▸ What you are asked to do
Pictures do not belong in the copy; transcribe everything else in the records exactly.

Entries from a dataset
## begin
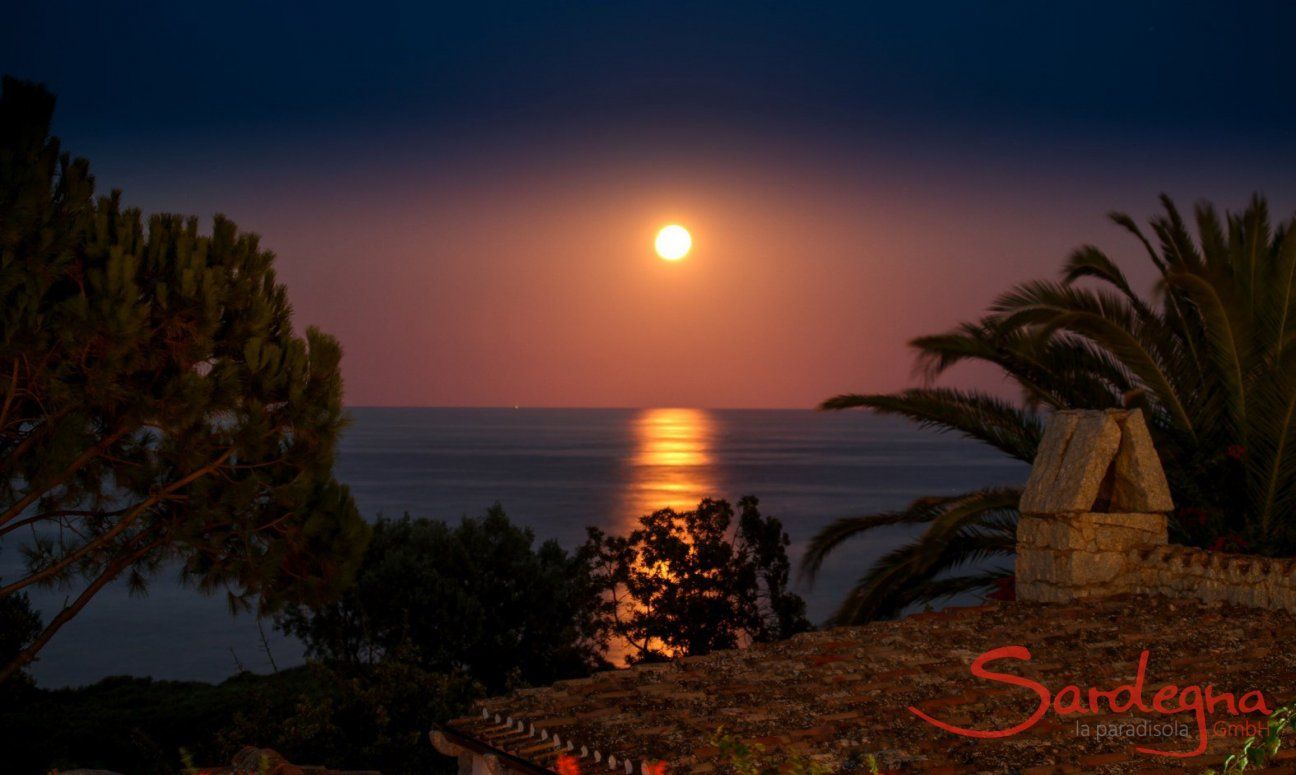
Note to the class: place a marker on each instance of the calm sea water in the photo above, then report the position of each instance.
(555, 471)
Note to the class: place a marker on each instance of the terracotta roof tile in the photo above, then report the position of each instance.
(844, 694)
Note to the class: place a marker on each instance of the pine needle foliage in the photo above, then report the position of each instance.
(156, 404)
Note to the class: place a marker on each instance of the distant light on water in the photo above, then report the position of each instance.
(673, 460)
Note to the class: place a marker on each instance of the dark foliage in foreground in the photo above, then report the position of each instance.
(372, 717)
(1209, 358)
(697, 581)
(476, 599)
(156, 402)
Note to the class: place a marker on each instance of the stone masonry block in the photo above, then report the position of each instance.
(1072, 463)
(1139, 481)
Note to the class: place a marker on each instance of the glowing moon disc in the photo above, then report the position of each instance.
(674, 242)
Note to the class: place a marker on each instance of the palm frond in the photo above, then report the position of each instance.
(976, 415)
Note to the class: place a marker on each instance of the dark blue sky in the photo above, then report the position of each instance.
(465, 195)
(1173, 70)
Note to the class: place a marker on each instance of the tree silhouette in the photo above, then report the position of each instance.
(1211, 359)
(154, 401)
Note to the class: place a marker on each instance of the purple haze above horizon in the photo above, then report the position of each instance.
(467, 197)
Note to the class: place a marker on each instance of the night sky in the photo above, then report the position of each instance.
(467, 195)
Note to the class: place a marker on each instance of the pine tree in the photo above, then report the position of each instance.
(156, 404)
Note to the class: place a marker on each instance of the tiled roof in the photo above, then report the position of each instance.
(841, 695)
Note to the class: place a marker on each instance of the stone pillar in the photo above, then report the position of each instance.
(1097, 494)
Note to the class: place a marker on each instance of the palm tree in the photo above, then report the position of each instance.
(1209, 357)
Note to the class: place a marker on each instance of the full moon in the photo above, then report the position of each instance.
(673, 242)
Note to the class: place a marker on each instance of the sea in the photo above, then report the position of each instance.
(555, 471)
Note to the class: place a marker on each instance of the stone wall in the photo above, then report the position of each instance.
(1094, 524)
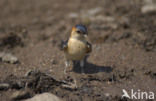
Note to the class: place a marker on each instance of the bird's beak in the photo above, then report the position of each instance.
(85, 36)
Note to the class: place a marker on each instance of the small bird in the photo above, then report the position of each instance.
(77, 46)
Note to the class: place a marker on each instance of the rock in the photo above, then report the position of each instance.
(44, 97)
(4, 86)
(73, 15)
(94, 11)
(148, 8)
(7, 57)
(22, 94)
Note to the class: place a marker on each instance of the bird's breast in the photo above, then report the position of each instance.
(76, 49)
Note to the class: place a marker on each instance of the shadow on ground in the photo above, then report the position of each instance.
(90, 68)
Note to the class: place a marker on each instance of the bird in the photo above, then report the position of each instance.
(77, 47)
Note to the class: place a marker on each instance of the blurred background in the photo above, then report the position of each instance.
(122, 32)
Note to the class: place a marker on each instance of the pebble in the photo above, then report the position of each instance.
(45, 97)
(19, 95)
(7, 57)
(4, 86)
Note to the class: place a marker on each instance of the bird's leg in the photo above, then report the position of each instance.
(82, 65)
(66, 66)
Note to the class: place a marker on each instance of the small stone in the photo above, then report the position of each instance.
(73, 15)
(19, 95)
(4, 86)
(45, 97)
(94, 11)
(148, 8)
(7, 57)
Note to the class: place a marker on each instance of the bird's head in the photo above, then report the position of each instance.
(79, 31)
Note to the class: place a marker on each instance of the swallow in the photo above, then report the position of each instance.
(77, 46)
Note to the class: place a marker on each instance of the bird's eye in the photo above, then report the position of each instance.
(78, 31)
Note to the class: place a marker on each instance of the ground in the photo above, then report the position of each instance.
(123, 39)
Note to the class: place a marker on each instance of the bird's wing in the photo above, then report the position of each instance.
(89, 47)
(64, 45)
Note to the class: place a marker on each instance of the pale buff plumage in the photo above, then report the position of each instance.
(77, 48)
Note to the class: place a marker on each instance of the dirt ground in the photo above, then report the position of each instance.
(123, 39)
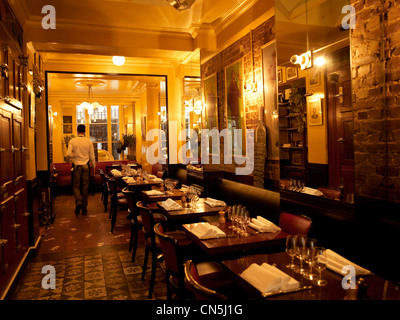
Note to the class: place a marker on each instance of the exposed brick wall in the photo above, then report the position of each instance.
(376, 86)
(252, 101)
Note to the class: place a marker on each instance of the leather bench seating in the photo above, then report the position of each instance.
(63, 171)
(259, 202)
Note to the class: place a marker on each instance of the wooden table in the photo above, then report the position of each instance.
(378, 288)
(236, 244)
(175, 194)
(186, 214)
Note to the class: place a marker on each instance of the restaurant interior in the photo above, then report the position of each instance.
(300, 193)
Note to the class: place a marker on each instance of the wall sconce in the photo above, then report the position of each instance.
(304, 60)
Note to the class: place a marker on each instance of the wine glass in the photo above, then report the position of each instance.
(246, 222)
(319, 262)
(291, 250)
(300, 247)
(308, 258)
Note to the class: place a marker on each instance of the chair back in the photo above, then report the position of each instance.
(113, 186)
(192, 282)
(169, 246)
(148, 221)
(130, 199)
(295, 224)
(109, 168)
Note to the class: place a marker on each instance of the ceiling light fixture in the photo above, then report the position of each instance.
(181, 4)
(119, 60)
(89, 105)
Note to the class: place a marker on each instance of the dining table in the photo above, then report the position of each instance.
(187, 212)
(369, 287)
(149, 197)
(235, 243)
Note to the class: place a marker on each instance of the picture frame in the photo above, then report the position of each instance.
(211, 101)
(297, 159)
(280, 76)
(291, 73)
(315, 79)
(314, 112)
(234, 104)
(270, 88)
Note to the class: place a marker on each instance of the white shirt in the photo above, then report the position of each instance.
(81, 151)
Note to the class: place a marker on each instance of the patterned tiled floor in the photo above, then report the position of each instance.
(91, 263)
(103, 274)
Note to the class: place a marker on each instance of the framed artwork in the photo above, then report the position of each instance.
(297, 159)
(315, 79)
(235, 111)
(314, 111)
(211, 102)
(31, 109)
(270, 99)
(280, 79)
(291, 73)
(143, 120)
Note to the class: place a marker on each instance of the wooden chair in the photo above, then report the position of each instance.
(105, 192)
(294, 224)
(136, 220)
(117, 201)
(200, 292)
(151, 245)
## end
▸ Complete output
Note to the class: place a marker on each instance of the calm sea water in the photo above, then report the position of each instance.
(555, 471)
Note to the class: place a marker on each instance of the terracotta roof tile in the photo above, then report the position of each instance.
(844, 694)
Note to the class: place a marker on each instance of the pine needle foliage in the photo above, then report the position of each instance.
(156, 404)
Note to the class: place a marker on each instance of the distant light on water in the photo above, then report the position of each instance.
(673, 460)
Note to the class: place a marker on each instance of the dark foliage in foreground in the photo above, then report the position of each instance.
(372, 717)
(1209, 358)
(697, 581)
(476, 599)
(156, 402)
Note to the class: place a marker on each instance of the stone masonry block in the photo above, then report the position of each instance.
(1072, 463)
(1139, 481)
Note to the class: place a marker on each instance of the glowing moon disc in the photo above, then report the position of each instance.
(674, 242)
Note to the class: place a marker on each instance of the palm frond in the photo above, then report the position of each instance.
(976, 415)
Note to the class: place a marker on each instance of the dark blue sky in the photo above, then report the position of each instance.
(465, 195)
(1173, 70)
Note to the class: place a marker on each instance of the tree silhouette in the photo above, then report the position of each instance.
(1211, 359)
(154, 401)
Note to the class: place a marker on each instance of the purple haze above horizon in the photo above, then report the position of each instance.
(467, 197)
Note to the class: place a marker on each instance of the night sky in the photo above, then report the position of each instance.
(467, 195)
Note to the class: place a marker on each instance of the pine tree in the photo above, then report the position of each instance.
(156, 404)
Note to the class: place a marker on each instance of the tiled roof in the photo above, then report the position of each instance.
(841, 695)
Note to the class: place a marker on each instance of the stone pillar in the photo above, then report the position of each instance.
(1097, 494)
Note to the class: place a marker on each instance of the palm tree in the photo above, then report the position of each instance.
(1209, 357)
Note to the class: place a marker on each instance of the full moon in the photo above, then report the position of each instance.
(673, 242)
Note to the class: place a marker on each instance of the sea in the photo above, then report the position of each instance.
(555, 471)
Note to the class: place a marker on each instance of the stone wall in the photo above, then report the position of each instance.
(1094, 524)
Note to the class: place a marker on each instance of the bird's beak in the photo above, then report the position of each instance.
(85, 36)
Note to the class: place a marker on each instance of the small bird in the photo above, then report the position of each instance.
(77, 46)
Note to the class: place a marker on each instance of the rock in the photo above, then report the position of each instance.
(44, 97)
(4, 86)
(73, 15)
(94, 11)
(148, 8)
(7, 57)
(22, 94)
Note to the class: place a marker on each instance of the bird's breast in the photo above, then report the position of each instance.
(76, 49)
Note to the class: place a marker on each instance of the shadow on ground in the photo above, then report the position of each instance.
(90, 68)
Note to the class: place a marker on each instance of the bird in the photo above, then report the position of each instance.
(77, 47)
Note to the class: place a marker on each instance of the blurred background in the photo above, then report the position of each instance.
(122, 32)
Note to the class: place a marker on each instance of the pebble in the photo above, then report the position of each instance.
(45, 97)
(19, 95)
(7, 57)
(4, 86)
Note to the class: place a marker on each instance of the bird's leg in the photo above, then report the position of each instance.
(82, 65)
(66, 66)
Note to the class: place a marker on each instance of the small stone in the photo above, then report the position of each instance.
(73, 15)
(19, 95)
(4, 86)
(45, 97)
(94, 11)
(148, 8)
(7, 57)
Note to the class: place a marker on each instance of the bird's head in the photo above, then report the position of each instance.
(79, 31)
Note to the class: place a marker on each instance of the swallow in the photo above, then report the position of each instance.
(77, 46)
Note to the class: place a marker on each instance of the bird's eye in the photo above, then report the position of each instance.
(78, 31)
Note to the class: place a marker on each instance of the ground in the photo above, then report the position of each instance.
(123, 39)
Note to the class: place a marker on each instance of the bird's wing in the photo above, then report the position of each instance.
(89, 47)
(64, 45)
Note to the class: place a marker on each instance of the pale buff plumage in the photo above, then report the position of each instance.
(77, 48)
Note to the class: place a marker on each instance of the dirt ground in the photo above, then report the position of each instance.
(123, 39)
Note to the class: place a marker on each instance of the exposed brick wall in the photo above, then report the position of each instance.
(376, 86)
(252, 101)
Note to the class: place a marker on each instance of the leather bench seating in the photo above, then report the position of each instance.
(63, 171)
(259, 202)
Note to the class: place a marker on each instance of the wooden table in the photo above, then report the position of each instance.
(378, 288)
(236, 244)
(175, 194)
(186, 214)
Note to the class: place a marker on each instance of the restaurant interior in the photo above, then report the position of each instance.
(300, 193)
Note to the class: place a marker on each instance of the wall sconce in the photo above, then report the position of each instance.
(304, 60)
Note to the class: place a marker on each instance of the wine glass in the photo above, then report the position of each instance.
(246, 222)
(319, 262)
(291, 250)
(300, 247)
(308, 258)
Note to the class: place a marker on each instance of the chair back in the photo above, then report the position of each instance.
(113, 186)
(192, 282)
(169, 246)
(148, 221)
(130, 199)
(295, 224)
(109, 168)
Note to the class: place a marker on each instance of the ceiling light fixture in the photo above, then report the position of each instance.
(181, 4)
(119, 60)
(89, 105)
Note to the class: place a marker on each instance of the dining table in the photo above, then report the position of each instance.
(187, 212)
(369, 287)
(149, 197)
(235, 243)
Note to the class: place a marker on each instance of the picture frame in the photo above, then report the position of each instance.
(211, 101)
(297, 159)
(280, 76)
(291, 73)
(315, 79)
(314, 112)
(234, 104)
(270, 88)
Note to the class: place a marker on each instance of the white shirt in the photo above, then report the position of each instance.
(81, 151)
Note to the class: place a marker on each instance of the patterned tiled floor in the photo above, then report the position of each instance.
(91, 263)
(103, 274)
Note to the class: place a marker on each instance of the framed artwork in the photo above, then report the position of each instance.
(297, 159)
(315, 79)
(235, 111)
(314, 111)
(211, 102)
(31, 109)
(270, 99)
(280, 79)
(291, 73)
(143, 120)
Note to the class: place a marker on each instance of the wooden chair in the photo above, then report the position of each instance.
(105, 192)
(294, 224)
(136, 220)
(117, 201)
(200, 292)
(151, 245)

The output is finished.